[Point localization data]
========

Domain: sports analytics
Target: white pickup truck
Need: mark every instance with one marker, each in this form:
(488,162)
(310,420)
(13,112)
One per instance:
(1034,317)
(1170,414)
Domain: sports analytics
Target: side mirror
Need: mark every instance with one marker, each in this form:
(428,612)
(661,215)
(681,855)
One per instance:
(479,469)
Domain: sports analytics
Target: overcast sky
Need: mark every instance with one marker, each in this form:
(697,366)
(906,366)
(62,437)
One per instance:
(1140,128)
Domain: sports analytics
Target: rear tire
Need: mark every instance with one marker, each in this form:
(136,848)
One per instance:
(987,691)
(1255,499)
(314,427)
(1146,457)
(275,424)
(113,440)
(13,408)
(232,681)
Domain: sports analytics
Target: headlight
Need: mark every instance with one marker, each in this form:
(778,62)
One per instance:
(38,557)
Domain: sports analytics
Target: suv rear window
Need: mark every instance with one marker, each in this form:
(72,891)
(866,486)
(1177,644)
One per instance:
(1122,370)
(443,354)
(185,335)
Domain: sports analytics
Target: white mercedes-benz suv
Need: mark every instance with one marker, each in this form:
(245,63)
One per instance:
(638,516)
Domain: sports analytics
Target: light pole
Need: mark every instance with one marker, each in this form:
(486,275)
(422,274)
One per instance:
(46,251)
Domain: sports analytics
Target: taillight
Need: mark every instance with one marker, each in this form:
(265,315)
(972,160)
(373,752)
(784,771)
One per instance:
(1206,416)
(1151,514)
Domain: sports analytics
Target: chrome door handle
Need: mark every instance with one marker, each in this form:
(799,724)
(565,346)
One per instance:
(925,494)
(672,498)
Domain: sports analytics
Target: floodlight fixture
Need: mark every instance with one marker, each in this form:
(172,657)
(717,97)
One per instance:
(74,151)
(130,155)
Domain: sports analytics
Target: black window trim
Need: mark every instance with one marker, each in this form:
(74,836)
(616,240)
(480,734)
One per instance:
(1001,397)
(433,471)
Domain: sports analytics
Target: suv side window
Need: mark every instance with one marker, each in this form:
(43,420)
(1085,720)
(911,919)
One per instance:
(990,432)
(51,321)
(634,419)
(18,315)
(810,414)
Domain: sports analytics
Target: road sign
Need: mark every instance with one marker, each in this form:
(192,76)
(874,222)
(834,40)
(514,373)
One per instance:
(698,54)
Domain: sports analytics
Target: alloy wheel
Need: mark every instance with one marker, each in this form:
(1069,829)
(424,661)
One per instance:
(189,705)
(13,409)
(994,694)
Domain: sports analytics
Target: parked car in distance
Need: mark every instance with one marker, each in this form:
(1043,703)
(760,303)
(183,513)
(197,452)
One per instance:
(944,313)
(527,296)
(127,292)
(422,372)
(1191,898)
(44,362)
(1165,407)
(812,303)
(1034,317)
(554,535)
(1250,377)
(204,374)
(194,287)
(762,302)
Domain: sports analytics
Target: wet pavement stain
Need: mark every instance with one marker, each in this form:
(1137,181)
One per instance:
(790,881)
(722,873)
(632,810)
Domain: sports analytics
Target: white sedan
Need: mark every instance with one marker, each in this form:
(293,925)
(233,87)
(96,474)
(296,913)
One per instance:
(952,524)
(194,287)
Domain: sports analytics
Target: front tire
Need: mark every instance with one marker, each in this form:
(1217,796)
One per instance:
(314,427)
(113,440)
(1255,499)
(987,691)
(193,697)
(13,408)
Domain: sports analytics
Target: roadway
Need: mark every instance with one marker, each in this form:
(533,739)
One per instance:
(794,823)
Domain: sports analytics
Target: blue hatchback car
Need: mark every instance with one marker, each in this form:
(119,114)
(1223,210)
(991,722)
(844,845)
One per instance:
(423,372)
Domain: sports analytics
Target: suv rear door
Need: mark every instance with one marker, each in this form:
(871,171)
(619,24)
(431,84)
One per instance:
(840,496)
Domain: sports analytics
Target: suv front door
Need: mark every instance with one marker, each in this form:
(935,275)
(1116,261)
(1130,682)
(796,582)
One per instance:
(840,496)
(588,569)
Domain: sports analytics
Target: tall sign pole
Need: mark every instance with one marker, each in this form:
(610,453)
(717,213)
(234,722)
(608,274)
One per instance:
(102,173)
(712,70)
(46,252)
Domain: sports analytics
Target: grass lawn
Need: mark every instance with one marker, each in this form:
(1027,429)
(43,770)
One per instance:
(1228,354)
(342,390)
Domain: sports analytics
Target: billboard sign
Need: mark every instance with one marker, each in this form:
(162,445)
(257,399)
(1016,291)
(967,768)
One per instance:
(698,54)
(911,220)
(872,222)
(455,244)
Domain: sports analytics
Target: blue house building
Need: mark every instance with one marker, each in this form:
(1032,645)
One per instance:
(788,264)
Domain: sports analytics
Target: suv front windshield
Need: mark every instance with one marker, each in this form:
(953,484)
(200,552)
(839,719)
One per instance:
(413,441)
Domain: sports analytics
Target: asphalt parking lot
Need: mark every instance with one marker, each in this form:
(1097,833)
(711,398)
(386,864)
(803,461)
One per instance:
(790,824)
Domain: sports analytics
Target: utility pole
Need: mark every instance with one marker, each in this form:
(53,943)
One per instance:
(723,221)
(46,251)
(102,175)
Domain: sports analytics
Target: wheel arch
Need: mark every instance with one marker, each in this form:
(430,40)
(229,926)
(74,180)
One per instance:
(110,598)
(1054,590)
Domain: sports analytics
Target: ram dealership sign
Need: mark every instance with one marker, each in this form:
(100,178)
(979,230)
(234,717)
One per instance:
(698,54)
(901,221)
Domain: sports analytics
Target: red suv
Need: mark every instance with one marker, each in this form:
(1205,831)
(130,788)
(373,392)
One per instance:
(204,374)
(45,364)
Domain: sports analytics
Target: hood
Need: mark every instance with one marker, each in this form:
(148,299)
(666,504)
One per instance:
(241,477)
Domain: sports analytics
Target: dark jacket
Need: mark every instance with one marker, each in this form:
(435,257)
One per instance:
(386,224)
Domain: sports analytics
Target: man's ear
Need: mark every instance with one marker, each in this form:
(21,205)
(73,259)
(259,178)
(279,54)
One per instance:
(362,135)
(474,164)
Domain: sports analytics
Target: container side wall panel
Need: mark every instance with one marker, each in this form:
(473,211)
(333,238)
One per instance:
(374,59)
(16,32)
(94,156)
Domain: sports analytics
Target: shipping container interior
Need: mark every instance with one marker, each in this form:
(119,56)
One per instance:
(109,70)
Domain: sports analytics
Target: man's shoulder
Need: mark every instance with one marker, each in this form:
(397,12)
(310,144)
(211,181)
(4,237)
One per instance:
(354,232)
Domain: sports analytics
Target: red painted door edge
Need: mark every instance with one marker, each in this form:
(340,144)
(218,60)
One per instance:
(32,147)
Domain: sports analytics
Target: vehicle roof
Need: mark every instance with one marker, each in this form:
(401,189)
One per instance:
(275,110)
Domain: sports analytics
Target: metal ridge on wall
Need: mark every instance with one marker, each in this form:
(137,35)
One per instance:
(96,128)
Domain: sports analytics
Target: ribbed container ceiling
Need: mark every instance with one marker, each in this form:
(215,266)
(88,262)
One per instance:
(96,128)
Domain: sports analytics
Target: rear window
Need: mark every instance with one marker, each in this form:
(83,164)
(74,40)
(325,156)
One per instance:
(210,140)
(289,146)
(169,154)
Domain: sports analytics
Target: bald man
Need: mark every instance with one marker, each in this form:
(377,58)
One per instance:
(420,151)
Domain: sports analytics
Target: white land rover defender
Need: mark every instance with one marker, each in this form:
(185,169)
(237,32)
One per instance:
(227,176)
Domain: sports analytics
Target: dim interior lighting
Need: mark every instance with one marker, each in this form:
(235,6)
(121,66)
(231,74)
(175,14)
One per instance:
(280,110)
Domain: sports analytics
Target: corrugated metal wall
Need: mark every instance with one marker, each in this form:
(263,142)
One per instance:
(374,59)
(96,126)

========

In the records above, find each line that holds the word "metal"; copy all such lines.

Output of the exercise:
Target: metal ridge on wall
Target: corrugated metal wall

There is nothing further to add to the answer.